▶ _Point localization data_:
···
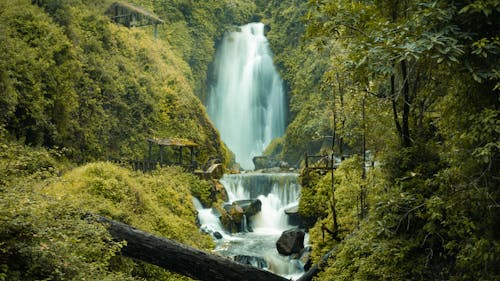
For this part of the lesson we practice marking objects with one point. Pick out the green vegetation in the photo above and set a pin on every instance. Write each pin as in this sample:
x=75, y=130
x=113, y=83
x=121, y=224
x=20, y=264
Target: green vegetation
x=416, y=81
x=74, y=79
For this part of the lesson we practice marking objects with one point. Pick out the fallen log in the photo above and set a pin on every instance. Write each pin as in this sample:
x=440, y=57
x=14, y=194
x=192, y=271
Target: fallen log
x=313, y=271
x=180, y=258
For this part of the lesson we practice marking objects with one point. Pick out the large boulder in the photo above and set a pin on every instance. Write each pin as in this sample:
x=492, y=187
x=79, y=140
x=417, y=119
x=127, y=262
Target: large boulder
x=264, y=162
x=291, y=242
x=250, y=206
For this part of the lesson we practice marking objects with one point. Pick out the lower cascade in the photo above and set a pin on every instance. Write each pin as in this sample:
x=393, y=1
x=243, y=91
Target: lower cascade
x=253, y=241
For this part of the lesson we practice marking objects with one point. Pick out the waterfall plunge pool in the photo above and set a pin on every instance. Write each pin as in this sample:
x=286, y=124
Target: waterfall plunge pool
x=277, y=192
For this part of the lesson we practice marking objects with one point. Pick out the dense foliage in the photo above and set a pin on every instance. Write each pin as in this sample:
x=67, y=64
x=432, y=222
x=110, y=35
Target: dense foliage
x=428, y=75
x=71, y=78
x=47, y=228
x=415, y=82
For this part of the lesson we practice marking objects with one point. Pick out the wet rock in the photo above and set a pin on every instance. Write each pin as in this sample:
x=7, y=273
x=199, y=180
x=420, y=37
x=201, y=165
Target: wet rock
x=250, y=206
x=290, y=242
x=305, y=257
x=258, y=262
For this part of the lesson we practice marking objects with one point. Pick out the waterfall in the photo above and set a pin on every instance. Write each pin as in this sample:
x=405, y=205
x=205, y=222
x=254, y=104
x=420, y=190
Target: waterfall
x=257, y=244
x=247, y=102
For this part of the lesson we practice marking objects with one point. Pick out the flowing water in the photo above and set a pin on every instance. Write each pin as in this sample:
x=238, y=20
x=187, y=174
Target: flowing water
x=276, y=192
x=247, y=102
x=247, y=105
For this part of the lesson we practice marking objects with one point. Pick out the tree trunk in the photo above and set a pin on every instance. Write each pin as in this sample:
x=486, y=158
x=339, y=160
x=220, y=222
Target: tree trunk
x=182, y=259
x=406, y=106
x=317, y=267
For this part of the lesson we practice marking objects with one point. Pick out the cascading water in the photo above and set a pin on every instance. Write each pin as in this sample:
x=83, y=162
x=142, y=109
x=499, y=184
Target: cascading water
x=257, y=245
x=247, y=102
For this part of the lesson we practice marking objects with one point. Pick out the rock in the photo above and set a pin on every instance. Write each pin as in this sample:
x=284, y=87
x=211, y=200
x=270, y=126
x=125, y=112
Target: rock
x=250, y=206
x=217, y=235
x=258, y=262
x=264, y=162
x=291, y=241
x=294, y=218
x=305, y=257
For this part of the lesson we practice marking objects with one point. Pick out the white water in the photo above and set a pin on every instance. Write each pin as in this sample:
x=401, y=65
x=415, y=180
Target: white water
x=247, y=102
x=276, y=192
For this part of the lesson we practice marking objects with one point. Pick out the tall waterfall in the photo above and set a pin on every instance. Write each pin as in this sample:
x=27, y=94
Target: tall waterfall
x=276, y=192
x=247, y=102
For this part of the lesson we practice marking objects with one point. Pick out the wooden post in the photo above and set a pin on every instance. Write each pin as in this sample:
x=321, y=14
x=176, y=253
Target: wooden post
x=180, y=155
x=182, y=259
x=192, y=157
x=161, y=155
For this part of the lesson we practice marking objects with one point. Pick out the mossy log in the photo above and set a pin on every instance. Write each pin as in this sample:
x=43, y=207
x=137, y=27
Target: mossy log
x=180, y=258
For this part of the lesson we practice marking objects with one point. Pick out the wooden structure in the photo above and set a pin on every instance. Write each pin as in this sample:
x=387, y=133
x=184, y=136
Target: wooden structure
x=189, y=261
x=133, y=16
x=178, y=145
x=320, y=162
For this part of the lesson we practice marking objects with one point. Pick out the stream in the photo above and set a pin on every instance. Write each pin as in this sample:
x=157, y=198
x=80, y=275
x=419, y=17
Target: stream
x=256, y=244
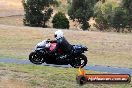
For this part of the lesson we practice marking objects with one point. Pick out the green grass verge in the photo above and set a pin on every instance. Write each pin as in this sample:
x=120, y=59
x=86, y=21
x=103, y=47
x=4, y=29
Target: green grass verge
x=53, y=77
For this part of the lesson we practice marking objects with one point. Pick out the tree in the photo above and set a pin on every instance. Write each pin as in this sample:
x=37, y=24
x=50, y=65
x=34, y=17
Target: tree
x=37, y=12
x=60, y=21
x=127, y=4
x=119, y=19
x=81, y=11
x=103, y=13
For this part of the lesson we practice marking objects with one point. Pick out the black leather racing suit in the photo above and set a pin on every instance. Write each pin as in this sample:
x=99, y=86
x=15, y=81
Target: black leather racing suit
x=64, y=45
···
▶ _TASK OBJECTIVE_: Repeat the entries exactly, without pictures.

▶ _EXERCISE OUTPUT_:
For this part of the lesson we practice marking objects with one point. Pick out the green vegetation in the photo above and set a pin on every instance. Write each pin as in this sample:
x=75, y=130
x=113, y=83
x=121, y=224
x=20, y=264
Target: green vegetation
x=416, y=81
x=74, y=79
For this part of the lesson we practice marking objects with one point. Pick out the fallen log in the photo above and set a pin on every instance. Write each pin as in this sample:
x=440, y=57
x=14, y=194
x=192, y=271
Target: fallen log
x=313, y=271
x=180, y=258
For this part of the lesson we practice marking objects with one point. Pick out the large boulder in the photo above and set a pin on every instance. Write each pin as in this sample:
x=492, y=187
x=79, y=140
x=417, y=119
x=127, y=262
Target: large boulder
x=264, y=162
x=291, y=242
x=250, y=206
For this part of the lesson we practice marking objects with one point. Pick out the lower cascade in the photo above and set a pin on every instance. Write each pin as in this sample:
x=393, y=1
x=243, y=91
Target: lower cascade
x=253, y=241
For this part of the lesson we practice marking objects with one point. Pick out the waterfall plunge pool in the photo above and set a pin on every instance. Write each pin as in this sample:
x=286, y=124
Target: waterfall plunge pool
x=277, y=192
For this part of the lesson we practice marking objects with one point. Pick out the dense foliage in the photo above and set a pin on every instance. Write each pin as in this sample:
x=67, y=64
x=432, y=222
x=110, y=35
Target: dense foliage
x=428, y=75
x=71, y=78
x=47, y=228
x=415, y=82
For this part of the lesson we practice marking objects with one point. Pick out the wet rock in the photo above and set a pin on every instance. Write each pin as in this sample:
x=7, y=273
x=199, y=180
x=420, y=37
x=201, y=165
Target: wet rock
x=250, y=206
x=290, y=242
x=305, y=257
x=258, y=262
For this part of the lesson we practice marking objects with one point. Pick out the waterfall in the photo above and set a pin on every instance. Write each pin as in this sample:
x=405, y=205
x=205, y=222
x=254, y=104
x=420, y=190
Target: waterfall
x=257, y=244
x=247, y=102
For this part of the lesson we practice marking objects with one point. Pick out the flowing water in the photo above and set a pin on every instance. Write each pin as in this sample:
x=238, y=20
x=187, y=174
Target: flowing water
x=276, y=192
x=247, y=102
x=247, y=105
For this part of the lesson we practice marking objects with one point. Pick out the tree trunk in the photo above and set a pin on every instance. Write each pin as in this sample:
x=486, y=158
x=339, y=160
x=220, y=222
Target: tree trunk
x=182, y=259
x=406, y=106
x=317, y=267
For this part of the lesson we practice marking objects with one point. Pick out the cascading water in the photo above and set a pin on every instance. Write each pin as in this sample:
x=83, y=162
x=142, y=109
x=499, y=184
Target: cascading water
x=257, y=245
x=247, y=102
For this part of the lesson we practice marking objects with one point. Pick out the rock in the photo above and set a pin on every instance. Write each pin as in this sample:
x=284, y=87
x=211, y=200
x=270, y=126
x=125, y=112
Target: rock
x=250, y=206
x=217, y=235
x=258, y=262
x=264, y=162
x=291, y=241
x=294, y=218
x=305, y=257
For this part of the lesson we practice marking objects with one point. Pick out the white water in the photo above and set a pin on every instance. Write each pin as in this sample:
x=401, y=65
x=415, y=180
Target: white water
x=247, y=102
x=276, y=192
For this part of the lesson we practice marking objects with one point. Pick out the tall waterfall in the photo above and set a pin on every instance. Write each pin as in this sample:
x=27, y=94
Target: tall waterfall
x=276, y=192
x=247, y=102
For this part of the lesson we practice marking objects with one point. Pick out the wooden post in the photo above and set a pin on every instance. Write each pin as in this sample:
x=321, y=14
x=176, y=253
Target: wooden post
x=180, y=155
x=182, y=259
x=192, y=157
x=161, y=155
For this part of the lesson we practice marking objects with one point. Pick out the mossy log in the photo above and set a pin on every instance. Write each pin as in this sample:
x=43, y=207
x=137, y=27
Target: mossy log
x=180, y=258
For this part of the lesson we practice marking objects with one point. Pick out the wooden structure in the photo above and set a pin on every instance. Write each pin as in this sample:
x=387, y=133
x=184, y=136
Target: wooden structure
x=189, y=261
x=133, y=16
x=178, y=145
x=320, y=162
For this part of the lesson we practice marking objects with one point. Pick out the stream in the photo above and set a pin on every instance. Write each pin as in this sample:
x=157, y=198
x=80, y=275
x=419, y=17
Target: stream
x=256, y=244
For this part of the lesson we practice marking objects with one point. Pick out the green grass verge in the photo above and set a pin on every instance. Write each pin as in this sample:
x=120, y=59
x=86, y=21
x=103, y=47
x=4, y=29
Target: green grass verge
x=53, y=77
For this part of the lesson we practice marking objects with one point. Pick out the tree in the photo above and set a pin on every instance. Write each pin as in this sample:
x=37, y=24
x=50, y=65
x=34, y=17
Target: tree
x=37, y=12
x=60, y=21
x=127, y=4
x=119, y=19
x=81, y=11
x=103, y=13
For this part of the lesson we practice marking objects with one point. Pick out the black leather racing suit in the photo above and set a pin on every instance. Write each pin as in this sample:
x=99, y=86
x=15, y=81
Target: black leather racing suit
x=64, y=45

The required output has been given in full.